= Goal =
Please reproduce the data below line for line, with no changes.

──────────

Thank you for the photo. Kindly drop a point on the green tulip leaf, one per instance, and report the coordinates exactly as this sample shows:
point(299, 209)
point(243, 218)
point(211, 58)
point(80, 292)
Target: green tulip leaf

──────────

= Exercise result =
Thank you for the photo. Kindly drop a point on the green tulip leaf, one per instance, and report the coordinates exactly as this sample shows:
point(299, 209)
point(243, 218)
point(211, 58)
point(80, 292)
Target: green tulip leaf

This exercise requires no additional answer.